▶ **What the task asks**
What you produce should match the records below precisely, except that images are removed.

▶ **Records provided**
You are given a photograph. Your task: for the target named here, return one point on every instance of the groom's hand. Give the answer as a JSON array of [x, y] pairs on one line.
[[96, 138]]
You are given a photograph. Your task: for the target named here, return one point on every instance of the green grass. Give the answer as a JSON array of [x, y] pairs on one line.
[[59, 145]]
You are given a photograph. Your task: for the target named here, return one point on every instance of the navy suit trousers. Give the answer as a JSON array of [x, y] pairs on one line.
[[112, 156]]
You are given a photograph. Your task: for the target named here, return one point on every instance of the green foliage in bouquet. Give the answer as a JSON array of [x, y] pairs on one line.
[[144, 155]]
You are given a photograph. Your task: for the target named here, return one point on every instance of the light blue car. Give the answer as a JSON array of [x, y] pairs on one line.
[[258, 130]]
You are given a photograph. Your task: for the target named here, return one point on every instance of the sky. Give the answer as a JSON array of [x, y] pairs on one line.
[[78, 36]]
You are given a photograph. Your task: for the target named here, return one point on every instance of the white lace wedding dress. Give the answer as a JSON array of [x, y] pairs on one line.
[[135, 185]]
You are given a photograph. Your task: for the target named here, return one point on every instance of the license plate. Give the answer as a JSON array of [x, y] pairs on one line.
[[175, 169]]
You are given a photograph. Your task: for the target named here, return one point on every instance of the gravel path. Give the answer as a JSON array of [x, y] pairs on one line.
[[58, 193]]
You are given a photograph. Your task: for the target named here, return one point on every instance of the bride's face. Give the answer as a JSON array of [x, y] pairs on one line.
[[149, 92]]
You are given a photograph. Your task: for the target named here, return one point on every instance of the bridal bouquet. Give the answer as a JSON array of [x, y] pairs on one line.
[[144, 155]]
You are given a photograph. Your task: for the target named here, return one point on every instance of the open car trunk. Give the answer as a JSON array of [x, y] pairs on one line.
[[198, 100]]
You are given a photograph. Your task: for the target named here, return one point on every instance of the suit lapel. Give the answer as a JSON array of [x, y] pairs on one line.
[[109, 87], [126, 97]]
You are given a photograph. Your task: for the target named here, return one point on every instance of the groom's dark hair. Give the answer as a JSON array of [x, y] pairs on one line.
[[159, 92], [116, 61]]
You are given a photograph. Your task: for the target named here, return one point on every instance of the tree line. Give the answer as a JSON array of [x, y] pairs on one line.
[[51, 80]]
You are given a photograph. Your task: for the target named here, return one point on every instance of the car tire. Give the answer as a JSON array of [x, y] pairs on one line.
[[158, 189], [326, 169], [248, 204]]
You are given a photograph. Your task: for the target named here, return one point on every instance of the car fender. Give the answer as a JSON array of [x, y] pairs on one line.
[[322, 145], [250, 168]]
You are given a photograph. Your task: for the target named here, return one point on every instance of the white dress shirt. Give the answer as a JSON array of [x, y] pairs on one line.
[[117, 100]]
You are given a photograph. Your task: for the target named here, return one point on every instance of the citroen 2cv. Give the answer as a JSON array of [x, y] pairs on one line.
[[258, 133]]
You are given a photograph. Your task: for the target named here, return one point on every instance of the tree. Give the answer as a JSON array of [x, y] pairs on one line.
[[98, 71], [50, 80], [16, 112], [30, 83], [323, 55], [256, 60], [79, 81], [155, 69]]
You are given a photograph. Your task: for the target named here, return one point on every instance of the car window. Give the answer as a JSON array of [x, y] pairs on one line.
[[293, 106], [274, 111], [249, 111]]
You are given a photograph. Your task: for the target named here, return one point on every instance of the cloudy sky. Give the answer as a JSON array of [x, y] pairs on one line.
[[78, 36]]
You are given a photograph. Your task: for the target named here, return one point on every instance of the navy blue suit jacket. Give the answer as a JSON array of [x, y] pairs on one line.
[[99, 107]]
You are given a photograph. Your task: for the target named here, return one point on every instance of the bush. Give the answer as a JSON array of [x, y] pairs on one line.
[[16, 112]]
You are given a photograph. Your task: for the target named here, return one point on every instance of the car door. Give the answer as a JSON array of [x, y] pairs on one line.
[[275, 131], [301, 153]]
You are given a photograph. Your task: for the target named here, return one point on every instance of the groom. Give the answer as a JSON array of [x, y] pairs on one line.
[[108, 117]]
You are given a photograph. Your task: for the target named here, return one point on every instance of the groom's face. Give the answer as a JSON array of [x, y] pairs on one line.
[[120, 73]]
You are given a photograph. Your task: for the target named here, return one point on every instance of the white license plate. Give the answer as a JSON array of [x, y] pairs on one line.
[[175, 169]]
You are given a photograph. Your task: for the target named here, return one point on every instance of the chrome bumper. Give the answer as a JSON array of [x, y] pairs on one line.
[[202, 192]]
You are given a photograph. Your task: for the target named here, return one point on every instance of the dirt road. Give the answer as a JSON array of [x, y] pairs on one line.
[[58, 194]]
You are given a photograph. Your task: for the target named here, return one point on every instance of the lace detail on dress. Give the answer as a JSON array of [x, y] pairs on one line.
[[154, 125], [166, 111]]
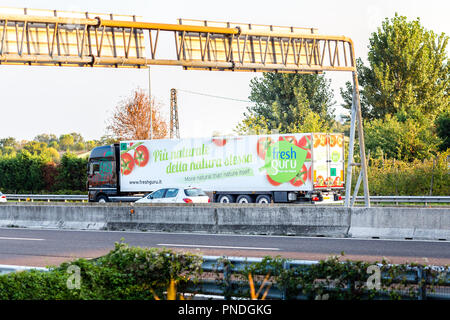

▶ **Result**
You are given a photograph. Your task: for the target named here, return one point on every instance of the groom's hand. Give the answer as a JSON array of [x, y] pairs on one line.
[[96, 138]]
You are given a photograph. Your task: for the target named here, return one point on every instance of the green grass. Give the answer as a JSON array of [x, y] pairs on one line.
[[59, 145]]
You are given a photograph. Your task: for the target named here, return one point on every instance of the navy suit trousers. Give the answer as a JSON array of [x, y] pairs on one line.
[[112, 156]]
You are given a photograph. Your task: for the target named here, return one point on every instance of the green foliage in bouquet. Give the answer as a JSON array of [x, y] pairs on one line.
[[144, 155]]
You are given a photograph. Your task: for the target named here, return one point on every instance of the light blue car. Give the answer as a JSON array of [x, y] pairs on one line.
[[258, 130]]
You are given a photograph. Your task: for the target named here, return one point on every instance of the sky. Give the answer as a JSON array of [x, y] pairs on one line.
[[78, 36]]
You are given a photograph. Your task: for the target named here, return one point on every instance of the white lace wedding dress. Give the answer as a JSON array of [x, y] pairs on one line.
[[135, 185]]
You are given a photograph. Your task: for the target named here, return one point on every instance of the license plate. Give the answer as a JSON array of [x, y] pairs on one line.
[[175, 169]]
You are given a photograph. Your task: for the target named here, return one point on every instance of the gravel path. Give the answer as a JSON array of [x, y] pairs on one line.
[[58, 193]]
You are given a photograph. Your task: for the target named here, return one point on every instance of the bride's face. Give the answer as a JSON array of [x, y] pairs on one line.
[[149, 92]]
You are given a photograph. Your task: for the target named here, return one point on every instance of the bridal bouquet. Give the answer as a JSON array of [x, y] pairs on one line.
[[144, 155]]
You are given a photograph. Your task: for the target named here, return one point on every instance of the open car trunk. Give the answer as a JSON array of [x, y] pairs on one line.
[[198, 100]]
You are given a photograph. Your task: for the target named here, return one point on every instance of the suit lapel. Give the answer as a JSON array of [x, y] pairs on one line.
[[109, 87], [126, 97]]
You are given a photograph. Your task: for the target named here, return one point on every instance of the groom's dark hair. Give the answer as a JSON array of [x, y] pairs on one line.
[[159, 92], [116, 61]]
You are given a photograph. Your task: for the target named here, return one point on every instance of the tree line. Give the answer as a JSON array of [x, y] pairs on one line.
[[51, 80]]
You are given a photograph. Your task: for the target named here, return one point on every instance of the car tire. Give the answer as a JSON array of [x, y] pairs on one line.
[[158, 189], [326, 169], [248, 204]]
You are given a photograph. Your task: for the target named here, return one point on every instance of the car fender. Give the answer as a JSON array of [x, y] pairs on one line.
[[322, 145], [250, 168]]
You are given a photograph. Your task: for the target named here, return one point on every instance of the white dress shirt. Give the answer as a JSON array of [x, y] pairs on one line.
[[117, 100]]
You are given a photograph. Your task: for the target named here, return one point on every instance of the citroen 2cv. Give the answer as a JSON array of [x, y] pairs on one line.
[[258, 133]]
You are given a photograph. Your task: for the target named here, return one point on every instance of the tree. Give the answer as a JSON array of [x, y] pairs on one line.
[[98, 71], [50, 80], [16, 112], [30, 83], [323, 55], [256, 60], [79, 81], [155, 69]]
You are given a photograph. Your task: for the target named here, return one point on every instance of the car window. Give the answer as a JSON array of [x, y] pairs on one line.
[[293, 106], [274, 111], [249, 111]]
You are given a photograph. Your task: for the target named here, return one point on every instance of the cloudy sky. Give the answer as a JSON array of [x, y] pairs on one line.
[[78, 36]]
You are given a photograph. Your task: for the target named here, return one point on every instance of the navy blue suit jacket. Give the answer as a JSON array of [x, y] pairs on one line.
[[99, 107]]
You are given a photograph. Your task: for the target named here, return one point on every instance of the bush. Give the answer as a JSON array of [x, y] pairs on one line.
[[16, 112]]
You are given a photograph. Your task: for the target named here, return one point on every instance of the car door. Give the answer as a JSON array of [x, y] pairs on one line.
[[275, 131], [301, 153]]
You are given a photograph. Your task: for the target named here, return one point on every instance of the groom. Give the answer as a JSON array of [x, y] pairs on one line.
[[108, 117]]
You are given a photograph. Your task: for the target named here, return one point on every instance of the groom's face. Give the answer as a JSON array of [x, y] pairs on one line.
[[120, 73]]
You are given a photograph. Your task: for the target named here, return one point on every instance of the white license plate. Give the answer as a JSON array of [x, y] pairs on one line.
[[175, 169]]
You are given a photograph. Your task: for the target named here, return one point on every instance of the chrome bumper. Give the answer as a JSON array of [x, y] pairs on one line.
[[202, 192]]
You are given a photograph. Your task: for the target named here, return one point on every instance of the dirt road. Give the answer as a JSON array of [x, y] pairs on one line.
[[58, 194]]
You are given a photograph. Your task: for the target named here, return one point on every instance of the lace detail on dress. Give the answer as a JSON array of [x, y] pairs on one line.
[[154, 125], [166, 111]]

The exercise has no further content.